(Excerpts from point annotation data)
● ● ● ● ●
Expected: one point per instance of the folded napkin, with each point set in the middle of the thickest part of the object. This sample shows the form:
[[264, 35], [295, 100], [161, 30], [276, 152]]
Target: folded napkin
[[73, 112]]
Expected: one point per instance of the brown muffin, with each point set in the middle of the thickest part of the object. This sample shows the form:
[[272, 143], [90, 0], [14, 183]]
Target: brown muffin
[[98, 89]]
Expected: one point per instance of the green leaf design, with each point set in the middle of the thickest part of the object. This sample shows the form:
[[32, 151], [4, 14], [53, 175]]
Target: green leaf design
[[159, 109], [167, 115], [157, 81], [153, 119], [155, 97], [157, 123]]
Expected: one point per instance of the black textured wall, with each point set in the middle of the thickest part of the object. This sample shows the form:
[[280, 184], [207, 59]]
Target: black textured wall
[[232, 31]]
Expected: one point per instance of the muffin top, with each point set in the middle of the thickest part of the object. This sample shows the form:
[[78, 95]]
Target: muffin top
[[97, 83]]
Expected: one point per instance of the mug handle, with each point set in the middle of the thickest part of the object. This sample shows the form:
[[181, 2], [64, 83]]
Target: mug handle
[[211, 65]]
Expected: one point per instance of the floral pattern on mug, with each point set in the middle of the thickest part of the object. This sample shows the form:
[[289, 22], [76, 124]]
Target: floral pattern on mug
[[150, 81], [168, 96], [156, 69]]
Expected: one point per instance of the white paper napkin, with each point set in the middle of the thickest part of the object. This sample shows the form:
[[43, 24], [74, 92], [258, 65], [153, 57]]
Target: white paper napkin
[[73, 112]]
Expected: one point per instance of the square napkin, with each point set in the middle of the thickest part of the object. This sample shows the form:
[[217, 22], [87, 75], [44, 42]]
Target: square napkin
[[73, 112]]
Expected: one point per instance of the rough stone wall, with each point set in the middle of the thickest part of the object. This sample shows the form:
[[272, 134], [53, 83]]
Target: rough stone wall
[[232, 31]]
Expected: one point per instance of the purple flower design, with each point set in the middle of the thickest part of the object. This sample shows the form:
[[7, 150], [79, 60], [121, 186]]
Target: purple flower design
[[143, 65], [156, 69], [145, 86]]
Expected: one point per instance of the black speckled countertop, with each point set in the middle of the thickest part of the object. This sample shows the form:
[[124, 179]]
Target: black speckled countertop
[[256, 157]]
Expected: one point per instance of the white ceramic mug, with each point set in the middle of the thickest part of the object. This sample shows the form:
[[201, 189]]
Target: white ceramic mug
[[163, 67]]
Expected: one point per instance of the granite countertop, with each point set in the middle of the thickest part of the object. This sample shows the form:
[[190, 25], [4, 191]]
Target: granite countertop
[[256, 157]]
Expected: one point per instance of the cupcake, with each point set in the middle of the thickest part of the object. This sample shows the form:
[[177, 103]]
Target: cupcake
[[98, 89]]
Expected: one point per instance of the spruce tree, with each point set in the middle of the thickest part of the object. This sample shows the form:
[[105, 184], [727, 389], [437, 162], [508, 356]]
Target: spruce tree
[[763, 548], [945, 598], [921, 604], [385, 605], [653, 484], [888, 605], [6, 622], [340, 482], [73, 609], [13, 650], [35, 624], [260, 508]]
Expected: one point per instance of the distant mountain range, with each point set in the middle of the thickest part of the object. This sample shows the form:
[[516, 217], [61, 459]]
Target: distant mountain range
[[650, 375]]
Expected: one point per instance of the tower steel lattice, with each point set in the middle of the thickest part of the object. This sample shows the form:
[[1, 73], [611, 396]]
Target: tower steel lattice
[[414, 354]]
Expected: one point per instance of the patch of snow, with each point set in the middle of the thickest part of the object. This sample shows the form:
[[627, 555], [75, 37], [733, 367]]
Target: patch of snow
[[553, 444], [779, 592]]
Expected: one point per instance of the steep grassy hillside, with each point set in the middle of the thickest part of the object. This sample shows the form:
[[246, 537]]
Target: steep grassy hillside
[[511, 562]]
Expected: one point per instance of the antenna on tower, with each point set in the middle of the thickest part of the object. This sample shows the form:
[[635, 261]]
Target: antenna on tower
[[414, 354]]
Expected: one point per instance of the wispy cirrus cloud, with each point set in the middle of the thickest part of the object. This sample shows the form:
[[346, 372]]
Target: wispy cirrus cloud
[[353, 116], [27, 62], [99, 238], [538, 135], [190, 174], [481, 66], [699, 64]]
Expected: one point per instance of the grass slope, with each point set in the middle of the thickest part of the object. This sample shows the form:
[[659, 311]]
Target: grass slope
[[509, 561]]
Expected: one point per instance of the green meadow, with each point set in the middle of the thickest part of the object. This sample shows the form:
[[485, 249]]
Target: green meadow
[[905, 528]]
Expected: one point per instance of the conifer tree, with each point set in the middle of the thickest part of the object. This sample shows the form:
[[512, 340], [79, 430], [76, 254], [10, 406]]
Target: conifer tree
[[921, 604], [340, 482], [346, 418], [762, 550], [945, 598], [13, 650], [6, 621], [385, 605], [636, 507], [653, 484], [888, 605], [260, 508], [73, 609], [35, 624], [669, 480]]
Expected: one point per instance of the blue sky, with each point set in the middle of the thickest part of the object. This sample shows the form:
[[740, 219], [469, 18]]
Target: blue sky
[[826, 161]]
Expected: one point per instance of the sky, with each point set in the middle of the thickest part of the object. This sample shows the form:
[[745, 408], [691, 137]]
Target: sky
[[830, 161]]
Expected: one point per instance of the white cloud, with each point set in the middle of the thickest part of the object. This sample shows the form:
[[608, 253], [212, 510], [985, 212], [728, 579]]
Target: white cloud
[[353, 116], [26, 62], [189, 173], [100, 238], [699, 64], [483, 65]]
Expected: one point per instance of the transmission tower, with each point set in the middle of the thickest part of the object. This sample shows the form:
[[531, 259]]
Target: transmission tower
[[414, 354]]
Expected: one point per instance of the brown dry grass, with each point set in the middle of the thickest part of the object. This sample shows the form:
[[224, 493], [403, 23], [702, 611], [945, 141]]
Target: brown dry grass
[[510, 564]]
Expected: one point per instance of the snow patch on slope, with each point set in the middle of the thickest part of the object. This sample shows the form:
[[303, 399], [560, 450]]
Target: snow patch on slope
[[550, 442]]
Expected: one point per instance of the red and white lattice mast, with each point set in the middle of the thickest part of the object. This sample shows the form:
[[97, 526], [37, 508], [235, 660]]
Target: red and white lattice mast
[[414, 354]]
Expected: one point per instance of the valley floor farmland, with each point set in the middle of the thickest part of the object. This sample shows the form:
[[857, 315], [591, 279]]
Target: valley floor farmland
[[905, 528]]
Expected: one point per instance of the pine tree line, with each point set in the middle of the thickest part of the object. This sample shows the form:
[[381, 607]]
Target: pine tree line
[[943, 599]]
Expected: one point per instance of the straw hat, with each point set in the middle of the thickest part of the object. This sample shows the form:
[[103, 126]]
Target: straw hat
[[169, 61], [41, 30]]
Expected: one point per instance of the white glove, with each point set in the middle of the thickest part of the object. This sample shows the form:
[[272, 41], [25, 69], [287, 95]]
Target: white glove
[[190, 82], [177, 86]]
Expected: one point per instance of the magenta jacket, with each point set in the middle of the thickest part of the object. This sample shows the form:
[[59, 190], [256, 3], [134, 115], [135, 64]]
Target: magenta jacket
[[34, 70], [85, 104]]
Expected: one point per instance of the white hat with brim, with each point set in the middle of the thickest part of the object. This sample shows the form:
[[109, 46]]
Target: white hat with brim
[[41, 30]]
● ● ● ● ●
* **What is needed**:
Write out the entries above word for word.

* **Answer to this exercise**:
Expected: one point per instance of the folded napkin, with each point set in the middle of the thickest part of the object. This sample shows the form:
[[264, 35], [295, 100], [161, 30], [276, 152]]
Target: folded napkin
[[73, 112]]
Expected: one point per instance of the brown muffin, with each point set in the middle of the thickest part of the object. This sample shows the form:
[[272, 143], [90, 0], [14, 183]]
Target: brown muffin
[[98, 89]]
Expected: one point per instance of the green leaf design, with each point set in the middle of the thickest part of the object. This sample shows the form:
[[32, 151], [4, 14], [53, 175]]
Target: green leaf design
[[159, 109], [167, 115], [157, 81], [153, 119], [155, 97], [157, 123]]
Expected: one point per instance of the black textured wall, with each point set in the middle of the thickest part of the object. This sample shows the form:
[[280, 184], [207, 59]]
Target: black textured wall
[[232, 31]]
Expected: one point per instance of the muffin top, with each point set in the middle of the thickest part of the object. This sample shows the form:
[[78, 95]]
Target: muffin top
[[97, 83]]
Expected: one point per instance of the mug handle, with each point set in the middle of the thickest part of the object. This sample shows the form:
[[181, 2], [64, 83]]
Target: mug handle
[[211, 65]]
Expected: one point per instance of the floral pattern on mug, with each point set in the middle of the thickest part of the object. This sample shows the form:
[[289, 22], [76, 124]]
Target: floral pattern on mug
[[150, 81], [168, 96], [156, 69]]
Expected: one point per instance of the white paper napkin, with each point set in the middle of the thickest part of the object. This sample shows the form:
[[43, 24], [74, 92], [258, 65], [153, 57]]
Target: white paper napkin
[[73, 112]]
Expected: one point per instance of the square napkin, with each point set in the middle of the thickest part of the object. This sample shows the form:
[[217, 22], [87, 75], [44, 42]]
Target: square napkin
[[73, 112]]
Expected: one point per instance of the rough stone wall, with each point set in the middle of the thickest part of the object. This sample shows the form:
[[272, 134], [53, 83]]
Target: rough stone wall
[[232, 31]]
Expected: one point per instance of the purple flower design, with each point set in the middle of the thickest part of the object. This sample shows the form:
[[7, 150], [79, 60], [121, 186]]
Target: purple flower design
[[143, 65], [156, 69], [145, 86]]
Expected: one point per instance of the black speckled countertop, with each point set in the middle of the thickest part of the object. This sample shows the form:
[[124, 179]]
Target: black speckled countertop
[[256, 157]]
Expected: one point per instance of the white ceramic mug, with each point set in the middle of the thickest part of the object. This sample shows the form:
[[201, 189]]
Target: white ceramic mug
[[163, 67]]
Expected: one point per instance of the granite countertop, with each point set in the middle of the thickest part of the object. This sample shows the form:
[[190, 25], [4, 191]]
Target: granite countertop
[[256, 157]]
Expected: one point per instance of the cupcake, with each point set in the middle of the thickest part of the object. This sample shows the form:
[[177, 103]]
Target: cupcake
[[98, 89]]
Expected: one point per instance of the spruce tree, with each point set in the middle of the thickest part of the object. This sample shows the form:
[[105, 184], [727, 389], [437, 162], [508, 356]]
Target: spruce tree
[[763, 548], [945, 598], [921, 604], [385, 605], [653, 484], [888, 605], [6, 622], [340, 482], [73, 609], [13, 650], [35, 624], [260, 508]]
Expected: one point per instance of the distant mountain range, with each point set in the middle of the thickest part of the object. This sample shows the form:
[[516, 217], [61, 459]]
Target: distant mountain range
[[650, 375]]
Expected: one point per instance of the tower steel lattice, with each point set in the middle of the thickest part of the object. This sample shows the form:
[[1, 73], [611, 396]]
Target: tower steel lattice
[[414, 354]]
Expected: one point per instance of the patch of snow, with each point set in the middle of the thickest part of the object. This sample shows the form:
[[627, 555], [75, 37], [733, 367]]
Target: patch of snow
[[553, 444], [779, 592]]
Expected: one point per instance of the steep grassy hillside, with each point set in the middle of the thickest part of the object. This sample shows the form:
[[246, 537]]
Target: steep grassy hillside
[[511, 562]]
Expected: one point per instance of the antenna on tower, with each point set in the middle of the thickest part of the object. This sample shows the form:
[[635, 261]]
Target: antenna on tower
[[414, 354]]
Expected: one point per instance of the wispy cirrus cloud, with each point set in the middle of the thickest part of the object. This sample shows the form:
[[346, 372]]
Target: wispy cirrus cloud
[[353, 116], [27, 62], [99, 238], [538, 135], [190, 174], [481, 66], [699, 64]]
Expected: one point per instance of the grass slope, with each point set in the middle of the thickest part of the object. This sample shows the form:
[[659, 311]]
Target: grass slope
[[509, 561]]
Expected: one point per instance of the green meadow, with each point set in the middle of the thickest part of the object. This sample shows the form:
[[485, 249]]
Target: green meadow
[[905, 528]]
Expected: one point per instance of the conifer tree, with each point set in the middle of the thickest part of the object. This sample shows the form:
[[512, 340], [79, 430], [76, 254], [10, 406]]
Target: conifer tree
[[921, 604], [340, 482], [346, 418], [762, 550], [945, 598], [13, 650], [6, 621], [385, 605], [636, 507], [653, 484], [888, 605], [260, 508], [73, 609], [35, 624], [669, 480]]
Expected: one point per instance of the blue sky, with each point set in the middle of the thickest part of the object. This sample shows the form:
[[740, 219], [469, 18]]
Target: blue sky
[[826, 161]]
Expected: one point per instance of the sky, with each point set in the middle of the thickest part of the object. This sample shows the form:
[[745, 408], [691, 137]]
Target: sky
[[830, 161]]
Expected: one point per instance of the white cloud, with each point set in the middle of the thickest part of the object. This sample shows the form:
[[608, 253], [212, 510], [985, 212], [728, 579]]
Target: white cloud
[[353, 116], [26, 62], [189, 173], [100, 238], [699, 64], [483, 65]]
Expected: one point per instance of the transmission tower, with each point set in the middle of the thickest part of the object. This sample shows the form:
[[531, 259]]
Target: transmission tower
[[414, 354]]
Expected: one point per instance of the brown dry grass, with each point set in the middle of the thickest part of the object. This sample shows the form:
[[224, 493], [403, 23], [702, 611], [945, 141]]
Target: brown dry grass
[[510, 564]]
Expected: one point per instance of the snow patch on slope, with each point set in the middle of the thickest part of the object. This sample shows the form:
[[303, 399], [560, 450]]
Target: snow patch on slope
[[550, 442]]
Expected: one point per instance of the red and white lattice mast, with each point set in the middle of the thickest part of the object. This sample shows the form:
[[97, 526], [37, 508], [235, 660]]
Target: red and white lattice mast
[[414, 354]]
Expected: one point per instance of the valley floor farmland, with each point set in the middle of the thickest part of the object. This sample shows the form:
[[857, 315], [591, 279]]
Target: valley floor farmland
[[905, 528]]
Expected: one point per instance of the pine tree line, with each point set in the middle of the thickest part of the object. This sample shows the form:
[[381, 607]]
Target: pine tree line
[[943, 599]]
Expected: one point per instance of the straw hat, with each point set in the middle of the thickest part of the object. This sample shows the form:
[[103, 126]]
Target: straw hat
[[169, 61], [41, 30]]
Expected: one point per instance of the white glove, with each point set in the middle of the thickest part of the object. This sample shows the form:
[[272, 41], [25, 69], [287, 95]]
Target: white glove
[[190, 82], [177, 86]]
Expected: one point per instance of the magenta jacket, with each point set in the middle of the thickest part of the object. This sample shows the form:
[[59, 190], [256, 3], [134, 115], [135, 64]]
Target: magenta jacket
[[34, 70], [85, 104]]
Expected: one point per instance of the white hat with brim, with each point set in the middle of the thickest part of the object. This sample shows the form:
[[109, 46]]
Target: white hat with brim
[[41, 30]]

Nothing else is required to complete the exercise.